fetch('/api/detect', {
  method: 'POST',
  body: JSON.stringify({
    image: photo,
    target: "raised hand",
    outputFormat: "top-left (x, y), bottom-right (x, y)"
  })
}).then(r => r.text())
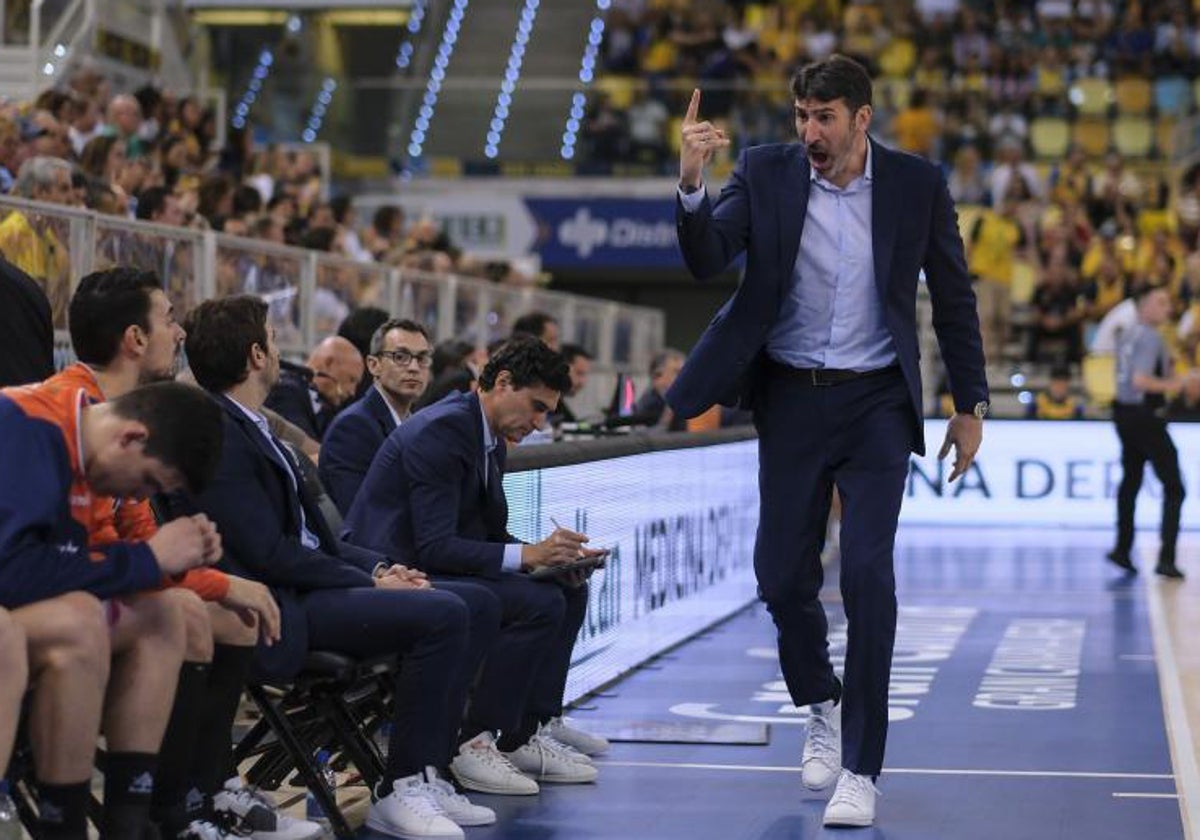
top-left (679, 88), bottom-right (730, 187)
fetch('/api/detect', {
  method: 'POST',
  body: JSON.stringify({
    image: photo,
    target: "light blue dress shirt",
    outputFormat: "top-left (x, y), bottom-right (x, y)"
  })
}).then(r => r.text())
top-left (679, 143), bottom-right (896, 371)
top-left (226, 395), bottom-right (320, 550)
top-left (479, 402), bottom-right (523, 571)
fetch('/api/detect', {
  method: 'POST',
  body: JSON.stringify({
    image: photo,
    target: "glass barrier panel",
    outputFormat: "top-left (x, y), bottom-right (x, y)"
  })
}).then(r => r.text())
top-left (312, 257), bottom-right (388, 341)
top-left (216, 236), bottom-right (310, 353)
top-left (0, 201), bottom-right (71, 329)
top-left (92, 216), bottom-right (202, 320)
top-left (396, 271), bottom-right (442, 333)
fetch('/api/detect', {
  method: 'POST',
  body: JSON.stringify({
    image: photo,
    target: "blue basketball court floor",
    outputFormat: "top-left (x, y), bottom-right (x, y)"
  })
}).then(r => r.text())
top-left (446, 528), bottom-right (1200, 840)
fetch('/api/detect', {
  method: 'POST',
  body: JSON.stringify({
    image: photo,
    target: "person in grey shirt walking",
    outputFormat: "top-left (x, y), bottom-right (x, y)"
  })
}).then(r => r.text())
top-left (1108, 286), bottom-right (1194, 580)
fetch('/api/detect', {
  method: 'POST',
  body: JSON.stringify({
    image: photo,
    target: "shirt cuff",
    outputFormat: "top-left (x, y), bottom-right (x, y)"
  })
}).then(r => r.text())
top-left (676, 184), bottom-right (708, 212)
top-left (500, 542), bottom-right (524, 571)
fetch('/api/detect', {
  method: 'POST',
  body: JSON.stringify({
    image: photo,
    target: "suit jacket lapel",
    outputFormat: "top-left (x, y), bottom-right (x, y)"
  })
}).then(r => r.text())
top-left (866, 137), bottom-right (901, 301)
top-left (779, 143), bottom-right (811, 298)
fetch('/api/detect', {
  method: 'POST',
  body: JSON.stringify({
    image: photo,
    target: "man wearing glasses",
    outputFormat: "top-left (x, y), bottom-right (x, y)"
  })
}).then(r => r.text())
top-left (319, 318), bottom-right (433, 516)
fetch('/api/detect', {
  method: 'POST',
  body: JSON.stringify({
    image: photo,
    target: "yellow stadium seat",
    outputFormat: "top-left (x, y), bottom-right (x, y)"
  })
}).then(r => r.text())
top-left (1070, 120), bottom-right (1111, 157)
top-left (1030, 116), bottom-right (1070, 161)
top-left (1112, 116), bottom-right (1154, 157)
top-left (1112, 76), bottom-right (1154, 115)
top-left (1008, 259), bottom-right (1038, 306)
top-left (1084, 353), bottom-right (1117, 406)
top-left (1067, 77), bottom-right (1112, 116)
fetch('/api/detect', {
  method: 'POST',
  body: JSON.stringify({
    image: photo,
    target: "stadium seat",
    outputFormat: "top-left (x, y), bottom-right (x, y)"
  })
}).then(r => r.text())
top-left (1112, 116), bottom-right (1154, 157)
top-left (1084, 353), bottom-right (1117, 406)
top-left (1154, 76), bottom-right (1192, 116)
top-left (1030, 116), bottom-right (1070, 161)
top-left (1070, 120), bottom-right (1111, 157)
top-left (1112, 76), bottom-right (1154, 115)
top-left (1067, 77), bottom-right (1112, 116)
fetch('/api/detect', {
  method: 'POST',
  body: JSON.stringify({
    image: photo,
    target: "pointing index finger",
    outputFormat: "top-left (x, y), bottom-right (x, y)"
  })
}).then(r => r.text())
top-left (683, 88), bottom-right (700, 125)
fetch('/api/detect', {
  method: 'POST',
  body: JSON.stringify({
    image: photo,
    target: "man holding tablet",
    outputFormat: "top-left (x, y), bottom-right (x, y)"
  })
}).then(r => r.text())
top-left (343, 338), bottom-right (607, 794)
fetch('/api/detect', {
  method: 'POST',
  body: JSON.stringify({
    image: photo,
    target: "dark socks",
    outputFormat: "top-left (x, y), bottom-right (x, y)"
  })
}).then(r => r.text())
top-left (192, 644), bottom-right (254, 796)
top-left (151, 662), bottom-right (210, 836)
top-left (37, 781), bottom-right (91, 840)
top-left (100, 752), bottom-right (158, 840)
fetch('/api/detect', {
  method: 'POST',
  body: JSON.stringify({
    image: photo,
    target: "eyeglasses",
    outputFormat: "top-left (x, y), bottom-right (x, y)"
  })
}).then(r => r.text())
top-left (376, 350), bottom-right (433, 367)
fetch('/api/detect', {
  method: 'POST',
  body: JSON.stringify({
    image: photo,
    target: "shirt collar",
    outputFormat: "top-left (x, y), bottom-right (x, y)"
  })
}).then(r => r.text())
top-left (372, 383), bottom-right (408, 426)
top-left (809, 137), bottom-right (875, 190)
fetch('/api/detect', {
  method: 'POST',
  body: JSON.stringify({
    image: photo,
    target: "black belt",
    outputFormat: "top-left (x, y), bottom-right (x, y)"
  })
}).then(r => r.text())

===============

§ **To be done**
Print all of the items above verbatim, leaving out the pictures.

§ **The solution**
fetch('/api/detect', {
  method: 'POST',
  body: JSON.stringify({
    image: photo,
    target: "raised hand",
    outputFormat: "top-left (x, y), bottom-right (x, y)"
  })
}).then(r => r.text())
top-left (679, 88), bottom-right (730, 187)
fetch('/api/detect', {
  method: 'POST',
  body: JSON.stringify({
    image: photo,
    target: "light blue dress shirt",
    outputFormat: "top-left (x, y), bottom-right (x, y)"
  })
}).then(r => r.text())
top-left (679, 143), bottom-right (896, 371)
top-left (226, 395), bottom-right (320, 550)
top-left (479, 402), bottom-right (523, 571)
fetch('/api/detect', {
  method: 'POST',
  body: JSON.stringify({
    image: photo,
    target: "glass barrier panel",
    outputFormat: "top-left (x, y), bottom-right (x, y)"
  })
}).then(r => r.text())
top-left (312, 257), bottom-right (388, 341)
top-left (216, 236), bottom-right (310, 353)
top-left (0, 201), bottom-right (71, 329)
top-left (92, 216), bottom-right (202, 320)
top-left (396, 271), bottom-right (442, 333)
fetch('/api/detect', {
  method: 'POST',
  body: JSON.stringify({
    image: photo,
    target: "blue basketball court floor",
    outputFormat: "top-left (x, y), bottom-right (x, y)"
  })
}).then(r => r.text())
top-left (446, 528), bottom-right (1200, 840)
fetch('/api/detect', {
  method: 'POST',
  body: JSON.stringify({
    image: photo,
    target: "person in grey shirt walking",
    outputFormat: "top-left (x, y), bottom-right (x, y)"
  })
}).then(r => r.text())
top-left (1108, 286), bottom-right (1194, 580)
fetch('/api/detect', {
  method: 'POST',
  body: JSON.stringify({
    image: photo,
    target: "shirt cuff",
    outputFormat: "top-left (x, y), bottom-right (x, y)"
  })
}).then(r => r.text())
top-left (676, 184), bottom-right (708, 212)
top-left (500, 542), bottom-right (524, 571)
fetch('/api/detect', {
  method: 'POST',
  body: JSON.stringify({
    image: photo,
    target: "suit jacket lapel",
    outputFormat: "top-left (x, y), bottom-right (x, y)"
  })
}).then(r => r.text())
top-left (866, 137), bottom-right (901, 301)
top-left (779, 143), bottom-right (811, 298)
fetch('/api/detect', {
  method: 'POST',
  body: JSON.stringify({
    image: photo,
    target: "man wearing glasses",
    outputFormat: "top-left (x, y), bottom-right (x, y)"
  })
}).then(r => r.text())
top-left (319, 318), bottom-right (433, 516)
fetch('/api/detect', {
  method: 'POST',
  body: JSON.stringify({
    image: photo,
    target: "yellow stadium seat",
    outputFormat: "top-left (x, y), bottom-right (x, y)"
  })
}).then(r => r.text())
top-left (1070, 120), bottom-right (1111, 157)
top-left (1030, 116), bottom-right (1070, 161)
top-left (1112, 116), bottom-right (1154, 157)
top-left (1112, 76), bottom-right (1154, 115)
top-left (1008, 259), bottom-right (1038, 306)
top-left (1084, 353), bottom-right (1117, 406)
top-left (1067, 77), bottom-right (1112, 116)
fetch('/api/detect', {
  method: 'POST',
  body: JSON.stringify({
    image: photo,
    target: "stadium seat",
    outputFormat: "top-left (x, y), bottom-right (x, y)"
  })
}).then(r => r.text())
top-left (1112, 116), bottom-right (1154, 157)
top-left (1084, 353), bottom-right (1117, 406)
top-left (1154, 76), bottom-right (1192, 116)
top-left (1030, 116), bottom-right (1070, 161)
top-left (1070, 120), bottom-right (1111, 157)
top-left (1112, 76), bottom-right (1154, 115)
top-left (1067, 77), bottom-right (1112, 116)
fetch('/api/detect', {
  method: 'POST',
  body: JSON.stringify({
    image: photo,
    target: "pointing index finger",
    outputFormat: "top-left (x, y), bottom-right (x, y)"
  })
}).then(r => r.text())
top-left (683, 88), bottom-right (700, 125)
fetch('/api/detect', {
  method: 'POST',
  body: JSON.stringify({
    image: photo,
    target: "man holding tablet",
    outputFormat: "top-left (x, y), bottom-right (x, y)"
  })
}).then(r => r.text())
top-left (343, 338), bottom-right (607, 794)
fetch('/api/detect', {
  method: 'POST',
  body: JSON.stringify({
    image: photo,
    target: "dark socks",
    outputFormat: "top-left (x, y), bottom-right (x, y)"
  })
}).then(r => r.text())
top-left (192, 644), bottom-right (254, 796)
top-left (151, 662), bottom-right (210, 836)
top-left (37, 781), bottom-right (91, 840)
top-left (100, 752), bottom-right (158, 840)
fetch('/api/detect', {
  method: 'POST',
  body: JSON.stringify({
    image: photo,
    target: "eyeglasses",
    outputFormat: "top-left (x, y), bottom-right (x, y)"
  })
}).then(r => r.text())
top-left (376, 350), bottom-right (433, 367)
fetch('/api/detect', {
  method: 'POST',
  body: JSON.stringify({
    image: photo,
    target: "shirt collar",
    outputFormat: "top-left (x, y), bottom-right (x, y)"
  })
}).then(r => r.text())
top-left (372, 383), bottom-right (408, 426)
top-left (809, 137), bottom-right (875, 190)
fetch('/api/detect', {
  method: 'POST',
  body: JSON.stringify({
    image: photo,
    target: "black belt",
    outputFormat: "top-left (x, y), bottom-right (x, y)"
  })
}).then(r => r.text())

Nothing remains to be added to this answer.